═════ Given data ═════

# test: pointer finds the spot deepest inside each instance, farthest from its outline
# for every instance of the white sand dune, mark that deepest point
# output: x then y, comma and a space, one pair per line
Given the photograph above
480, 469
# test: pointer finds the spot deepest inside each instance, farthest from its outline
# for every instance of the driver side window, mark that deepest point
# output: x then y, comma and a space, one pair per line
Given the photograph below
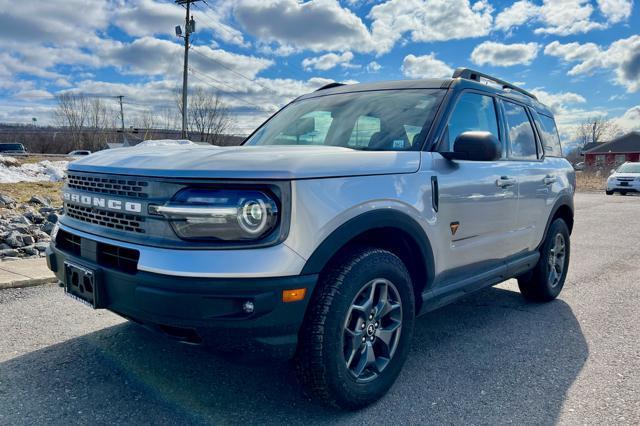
473, 112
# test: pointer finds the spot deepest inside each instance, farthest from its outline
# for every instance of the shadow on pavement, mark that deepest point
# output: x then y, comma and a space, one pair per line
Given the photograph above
491, 358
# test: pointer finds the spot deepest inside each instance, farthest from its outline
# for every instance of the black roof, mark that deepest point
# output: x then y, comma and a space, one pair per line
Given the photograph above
589, 146
626, 143
437, 83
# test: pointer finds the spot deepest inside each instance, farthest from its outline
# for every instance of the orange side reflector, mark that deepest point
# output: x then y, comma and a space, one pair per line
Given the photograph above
294, 295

═════

Please collect every line of the data above that contains the string "mark", with uppercase and lowercase treated as different letters.

# for every instance of the white sand dune, mark that deepest point
# for every instance of the driver side window, mark that deepest point
# for every instance of the shadow on pavement, mark that deepest point
# for every instance of the black roof, mark that deepest point
# for every instance of the orange side reflector, mark that deepest point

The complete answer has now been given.